Prompt:
Copy out, from the entries below, each line that holds the string "every".

Start of Records shown

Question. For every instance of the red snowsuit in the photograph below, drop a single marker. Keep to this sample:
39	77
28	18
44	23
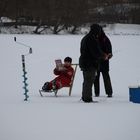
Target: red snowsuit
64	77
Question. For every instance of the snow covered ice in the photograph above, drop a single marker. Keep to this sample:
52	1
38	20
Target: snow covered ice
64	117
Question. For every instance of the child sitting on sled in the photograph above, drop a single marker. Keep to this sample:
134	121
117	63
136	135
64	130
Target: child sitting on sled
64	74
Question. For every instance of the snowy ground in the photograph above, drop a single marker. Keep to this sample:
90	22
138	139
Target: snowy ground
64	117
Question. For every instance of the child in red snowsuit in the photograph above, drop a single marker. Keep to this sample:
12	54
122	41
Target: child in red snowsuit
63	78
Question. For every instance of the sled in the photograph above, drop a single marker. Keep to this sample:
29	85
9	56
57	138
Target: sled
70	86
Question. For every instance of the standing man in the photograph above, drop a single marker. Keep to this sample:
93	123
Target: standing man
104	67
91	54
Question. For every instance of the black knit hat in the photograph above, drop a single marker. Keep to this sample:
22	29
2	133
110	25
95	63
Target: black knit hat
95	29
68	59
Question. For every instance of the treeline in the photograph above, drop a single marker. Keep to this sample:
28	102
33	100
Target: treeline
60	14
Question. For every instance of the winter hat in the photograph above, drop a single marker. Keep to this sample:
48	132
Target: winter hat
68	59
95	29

End of Records shown
Start of Records shown

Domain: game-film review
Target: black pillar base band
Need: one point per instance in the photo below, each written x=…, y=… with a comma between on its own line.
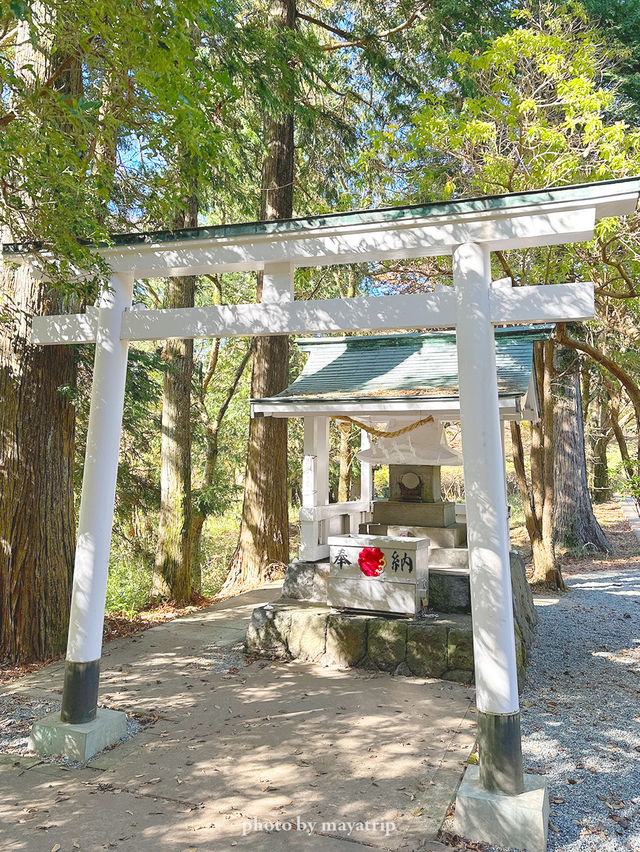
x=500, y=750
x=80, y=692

End of Records shown

Output of the task:
Question. For every instance of the red snowsuit in the photograph below, drop a single marker. Keep to this sample:
Question. For every instance of the snow covered ice in the photograph above, drop a single marker. Keep to this sample:
Question. For every instance of the child sitting on sled in the photograph above, drop a single marker. Keep to this sample:
Question. For every instance of the snowy ground in the photograph above, drop a single marker. Keep to this sample:
Question. For every instance of the child in red snowsuit in the photograph above, drop a single marker. Keep to this sample:
Question. For every instance of the sled in the photograph above, drop a single marker. Keep to this sample:
Question. For every instance of the standing man in the photograph above, drop a single marker. Keep to this sample:
Question. For every instance of the black knit hat in the photograph above, drop a single marker. Keep to this sample:
Question. For every instance of the treeline in the photograph above, drop a single marker. Keep to this sample:
Question. For every instance of the winter hat in the photograph above, drop a single marker. Keep to this sample:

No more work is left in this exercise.